- _SHORT TASK_: Copy all of the data below line for line, without changing anything.

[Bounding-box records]
● ● ●
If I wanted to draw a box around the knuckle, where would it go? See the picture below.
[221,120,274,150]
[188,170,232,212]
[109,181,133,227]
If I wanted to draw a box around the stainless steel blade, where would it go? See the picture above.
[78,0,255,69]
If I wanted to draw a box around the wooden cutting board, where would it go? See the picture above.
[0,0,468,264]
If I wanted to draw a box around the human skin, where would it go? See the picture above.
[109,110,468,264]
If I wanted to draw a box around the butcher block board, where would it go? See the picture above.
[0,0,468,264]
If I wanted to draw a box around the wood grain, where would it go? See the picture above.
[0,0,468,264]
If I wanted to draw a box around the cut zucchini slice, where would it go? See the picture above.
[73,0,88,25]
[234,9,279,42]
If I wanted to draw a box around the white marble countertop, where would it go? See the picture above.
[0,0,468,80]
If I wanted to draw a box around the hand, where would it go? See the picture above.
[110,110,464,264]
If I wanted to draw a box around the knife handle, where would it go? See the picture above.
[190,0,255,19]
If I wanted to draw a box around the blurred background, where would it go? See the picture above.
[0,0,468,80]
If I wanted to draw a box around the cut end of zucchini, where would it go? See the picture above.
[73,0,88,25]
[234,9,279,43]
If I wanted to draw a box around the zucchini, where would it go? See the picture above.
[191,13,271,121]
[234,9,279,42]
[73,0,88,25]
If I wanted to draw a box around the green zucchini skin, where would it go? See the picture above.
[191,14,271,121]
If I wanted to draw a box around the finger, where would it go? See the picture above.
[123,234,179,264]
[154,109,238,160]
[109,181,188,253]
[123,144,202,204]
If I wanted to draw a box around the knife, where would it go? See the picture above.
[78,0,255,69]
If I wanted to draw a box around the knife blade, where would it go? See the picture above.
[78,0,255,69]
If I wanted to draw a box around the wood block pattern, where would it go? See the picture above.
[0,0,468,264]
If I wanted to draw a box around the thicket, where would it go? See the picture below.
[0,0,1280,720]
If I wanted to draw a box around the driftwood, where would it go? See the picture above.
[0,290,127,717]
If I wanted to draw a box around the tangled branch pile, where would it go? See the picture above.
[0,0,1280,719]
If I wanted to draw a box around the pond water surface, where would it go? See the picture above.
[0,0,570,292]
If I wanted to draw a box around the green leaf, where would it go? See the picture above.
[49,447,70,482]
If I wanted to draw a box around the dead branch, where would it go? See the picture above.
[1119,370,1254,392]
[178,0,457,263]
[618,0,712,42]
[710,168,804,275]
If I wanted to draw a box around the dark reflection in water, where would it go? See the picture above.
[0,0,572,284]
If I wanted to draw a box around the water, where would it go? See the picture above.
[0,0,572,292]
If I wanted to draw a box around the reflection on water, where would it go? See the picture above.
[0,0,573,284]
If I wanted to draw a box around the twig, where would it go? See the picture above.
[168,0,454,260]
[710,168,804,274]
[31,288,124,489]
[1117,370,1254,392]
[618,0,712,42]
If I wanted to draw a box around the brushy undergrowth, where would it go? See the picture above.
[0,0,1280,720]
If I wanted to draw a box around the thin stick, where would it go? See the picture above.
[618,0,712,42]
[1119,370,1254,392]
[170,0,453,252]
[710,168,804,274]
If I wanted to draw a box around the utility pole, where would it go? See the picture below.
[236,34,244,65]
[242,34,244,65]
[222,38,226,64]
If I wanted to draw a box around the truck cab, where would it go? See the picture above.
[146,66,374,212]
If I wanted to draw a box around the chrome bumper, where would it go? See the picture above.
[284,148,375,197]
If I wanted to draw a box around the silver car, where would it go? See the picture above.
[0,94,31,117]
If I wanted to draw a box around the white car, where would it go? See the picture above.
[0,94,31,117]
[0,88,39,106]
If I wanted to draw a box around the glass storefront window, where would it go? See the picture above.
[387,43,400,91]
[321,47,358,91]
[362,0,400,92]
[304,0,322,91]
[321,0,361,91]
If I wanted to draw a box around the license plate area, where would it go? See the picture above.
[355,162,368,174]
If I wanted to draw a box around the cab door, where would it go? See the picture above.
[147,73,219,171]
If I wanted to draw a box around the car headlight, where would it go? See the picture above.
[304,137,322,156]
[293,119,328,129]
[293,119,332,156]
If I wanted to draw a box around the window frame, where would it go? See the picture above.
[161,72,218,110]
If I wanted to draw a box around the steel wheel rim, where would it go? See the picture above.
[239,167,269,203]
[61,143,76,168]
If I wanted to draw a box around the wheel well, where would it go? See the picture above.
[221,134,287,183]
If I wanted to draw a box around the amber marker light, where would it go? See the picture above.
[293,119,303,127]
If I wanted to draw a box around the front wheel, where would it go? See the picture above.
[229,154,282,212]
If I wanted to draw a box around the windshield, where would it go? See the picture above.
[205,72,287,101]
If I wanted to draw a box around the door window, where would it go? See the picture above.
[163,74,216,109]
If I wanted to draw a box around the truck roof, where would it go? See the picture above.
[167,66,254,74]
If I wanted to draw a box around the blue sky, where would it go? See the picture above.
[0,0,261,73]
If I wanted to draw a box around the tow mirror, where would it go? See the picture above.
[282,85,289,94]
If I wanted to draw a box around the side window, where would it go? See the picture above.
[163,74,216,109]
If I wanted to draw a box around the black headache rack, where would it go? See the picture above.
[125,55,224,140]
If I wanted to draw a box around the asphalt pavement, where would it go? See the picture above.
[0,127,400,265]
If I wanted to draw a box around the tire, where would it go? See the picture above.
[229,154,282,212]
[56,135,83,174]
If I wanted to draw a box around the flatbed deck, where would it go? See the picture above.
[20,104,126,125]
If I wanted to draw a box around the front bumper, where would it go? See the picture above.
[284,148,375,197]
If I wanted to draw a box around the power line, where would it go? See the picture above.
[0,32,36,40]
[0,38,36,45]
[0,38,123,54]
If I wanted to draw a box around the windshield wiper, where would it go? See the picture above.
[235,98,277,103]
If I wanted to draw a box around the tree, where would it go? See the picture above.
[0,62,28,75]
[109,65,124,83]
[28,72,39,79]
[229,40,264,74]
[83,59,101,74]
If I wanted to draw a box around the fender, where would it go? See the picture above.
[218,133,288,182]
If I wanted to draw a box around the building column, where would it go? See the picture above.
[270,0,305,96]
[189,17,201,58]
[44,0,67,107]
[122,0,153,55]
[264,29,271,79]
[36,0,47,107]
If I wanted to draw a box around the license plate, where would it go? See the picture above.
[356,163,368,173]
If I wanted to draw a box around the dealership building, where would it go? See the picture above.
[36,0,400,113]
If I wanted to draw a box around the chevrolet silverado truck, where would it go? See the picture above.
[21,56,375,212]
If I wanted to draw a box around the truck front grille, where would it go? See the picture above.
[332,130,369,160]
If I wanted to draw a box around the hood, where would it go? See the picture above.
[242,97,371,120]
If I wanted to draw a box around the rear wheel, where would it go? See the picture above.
● ● ●
- _SOLUTION FOR THIS EXERCISE_:
If I wanted to draw a box around the knuckle, where would it go? See the picture below.
[221,120,274,150]
[188,170,232,212]
[109,181,133,227]
If I wanted to draw a box around the stainless steel blade, where would it go? See the picture above.
[78,0,255,69]
If I wanted to draw a box around the wooden cutting board, where would it go? See the picture above.
[0,0,468,264]
If I wanted to draw a box around the human skin, where would it go? See the picture above.
[109,110,468,264]
If I wanted to draw a box around the butcher block board, where would it go? See the picture above.
[0,0,468,264]
If I wanted to draw a box around the wood grain, where would it go? See the picture above.
[0,0,468,264]
If I wanted to draw a box around the cut zucchini slice, where would it go? See the picture above.
[73,0,88,25]
[234,9,279,42]
If I wanted to draw a box around the white marble countertop, where would it go? See the picture above.
[0,0,468,80]
If I wanted to draw a box around the hand, where would it go? See the picture above.
[110,110,464,264]
If I wanted to draw a box around the knife handle, where would it go? See the picture above.
[190,0,255,19]
If I wanted to draw a box around the blurred background, where would it go? See the picture above.
[0,0,468,80]
If I wanted to draw a box around the cut end of zucchini, where would it go? See the picture above.
[73,0,88,25]
[234,9,279,43]
If I wanted to draw a box around the zucchini, where would it go? See the picture above.
[191,13,271,121]
[234,9,279,42]
[73,0,88,25]
If I wanted to draw a box around the green zucchini skin, where would it go? See the picture above.
[191,14,271,121]
If I wanted to draw a box around the finger, where would it go? See the picture above.
[123,234,179,264]
[154,109,238,160]
[109,181,188,253]
[123,144,202,204]
If I wanted to draw a box around the knife, where would it go? See the picture above.
[78,0,255,69]
If I wanted to draw a box around the knife blade, where would it go? See the picture above.
[78,0,255,69]
If I wanted to draw a box around the wood block pattern, where would it go? See the picture above.
[0,0,468,264]
If I wanted to draw a box around the thicket, where would it go? See the picture below.
[0,0,1280,720]
If I wanted to draw a box around the driftwood, where would it go? See the picture above.
[0,290,127,717]
If I wanted to draw a box around the tangled branch pile, where would it go? See the picture above.
[0,0,1280,719]
If I wanted to draw a box around the pond water surface, where would it go? See the picture above.
[0,0,570,292]
If I wanted to draw a box around the green leaf, where would it go? See the picture above.
[49,447,70,482]
If I wanted to draw a box around the dead branch, where would it go? See the picture above.
[1119,370,1254,392]
[178,0,457,263]
[618,0,712,42]
[710,168,804,275]
If I wanted to draw a box around the dark reflection in water, where would it go? See the picture above.
[0,0,572,284]
If I wanted to draw a box around the water, where would it go? See the picture above.
[0,0,572,292]
If I wanted to draw a box around the reflection on water, where would it go? See the picture above.
[0,0,573,284]
If I wanted to draw a box around the twig, where would it go? See the picture above.
[168,0,454,260]
[710,168,804,274]
[31,288,124,489]
[1117,370,1254,392]
[618,0,712,42]
If I wanted to draw a box around the brushy undergrowth, where would it go? See the picture above.
[0,0,1280,720]
If I wanted to draw a box around the thin stick, where would it go? See the picture above.
[618,0,712,42]
[1119,370,1254,392]
[170,0,453,252]
[710,168,804,274]
If I wanted to draw a box around the utility pole, where would it go? See the picture below.
[236,34,244,65]
[242,34,244,65]
[222,38,226,64]
If I wanted to draw a box around the truck cab, where would it go? See the picture above.
[146,66,374,212]
If I wanted to draw a box around the chrome bumper, where would it go? See the picture above.
[284,148,375,197]
If I wanted to draw a box around the silver car, where would it go? See the picture above.
[0,94,31,117]
If I wanted to draw a box around the white car, where would it go? See the picture above.
[0,94,31,117]
[0,88,39,106]
If I wanted to draw a box around the glass storefront window, where would it go? See the picture above.
[387,43,400,91]
[321,47,358,91]
[362,0,400,92]
[304,0,322,91]
[321,0,361,91]
If I wanted to draw a box around the license plate area, where would it go? See the picture above.
[355,162,368,174]
If I wanted to draw a box around the cab door, where would it go? See the picture above.
[147,73,219,171]
If I wanted to draw a box around the car headlight, where would it go? See the picture above.
[304,137,322,156]
[293,119,328,129]
[293,119,332,156]
If I wanted to draw a box around the window frame, where would it go? See the picture above.
[161,72,218,110]
If I wanted to draw a box around the steel wheel rim, where would it go? See the picture above.
[239,167,269,203]
[61,143,76,168]
If I wanted to draw a box around the wheel well, where would it go? See the picture above.
[221,134,287,183]
If I wanted to draw a box around the amber marker light, where would it go? See the picture above.
[293,119,303,127]
If I wanted to draw a box around the front wheel, where would it go? See the picture above.
[229,154,282,212]
If I wanted to draw a box around the windshield, where would it go? See the picture above.
[205,72,287,101]
If I wanted to draw a box around the door window, where would it go? See the picture above.
[163,74,216,109]
If I wanted to draw a box around the truck roof, where would it go? See the picture above.
[167,66,254,74]
If I wanted to draw a box around the blue sky, where would it go? See the picture above.
[0,0,261,73]
If I wanted to draw a box around the tow mirror, where would it go? See the picture above.
[282,85,289,94]
If I wanted to draw a box around the side window, where would it go? See the picture above.
[163,74,216,109]
If I wanted to draw a box around the black headache rack, where would it go? See the picture above.
[125,55,224,140]
If I wanted to draw a box around the asphalt pavement, where would it go? See the picture above.
[0,127,400,265]
If I wanted to draw a box around the tire, where would it go? See the picture above.
[229,154,282,212]
[56,135,83,174]
If I wanted to draw a box around the flatbed deck, where would it go? See the picture above.
[20,104,126,125]
If I wanted to draw a box around the front bumper, where would it go? See the picture above.
[284,148,375,197]
If I wanted to draw a box around the power line, where would it go? See the picture above.
[0,32,36,40]
[0,38,36,45]
[0,38,123,54]
If I wanted to draw a box around the windshield wiper, where would it go? See the picture above.
[235,98,277,103]
If I wanted to draw a box around the tree, where would it go? See the picture above.
[0,62,28,75]
[109,65,124,83]
[28,72,39,79]
[229,40,264,74]
[83,59,101,74]
If I wanted to draw a box around the fender, where would it go? See the picture above.
[218,133,288,182]
If I wanted to draw a box around the building column, where would it go? See the picture above.
[270,0,305,96]
[189,17,201,58]
[44,0,67,107]
[122,0,153,55]
[264,29,271,79]
[36,0,47,107]
If I wanted to draw a box around the license plate, where would it go? See the picture above.
[356,163,368,173]
If I wanted to draw a box around the dealership building, where would it go? See the picture above.
[36,0,400,113]
If I wanted to draw a box around the chevrolet silverado truck, where would it go? See the picture above.
[21,56,375,212]
If I wanted to draw a box around the truck front grille, where would it go? See the picture above.
[332,130,369,160]
If I wanted to draw a box around the hood, where would it go? See the picture above.
[242,97,371,120]
If I wanted to draw a box around the rear wheel, where would it go? See the picture above.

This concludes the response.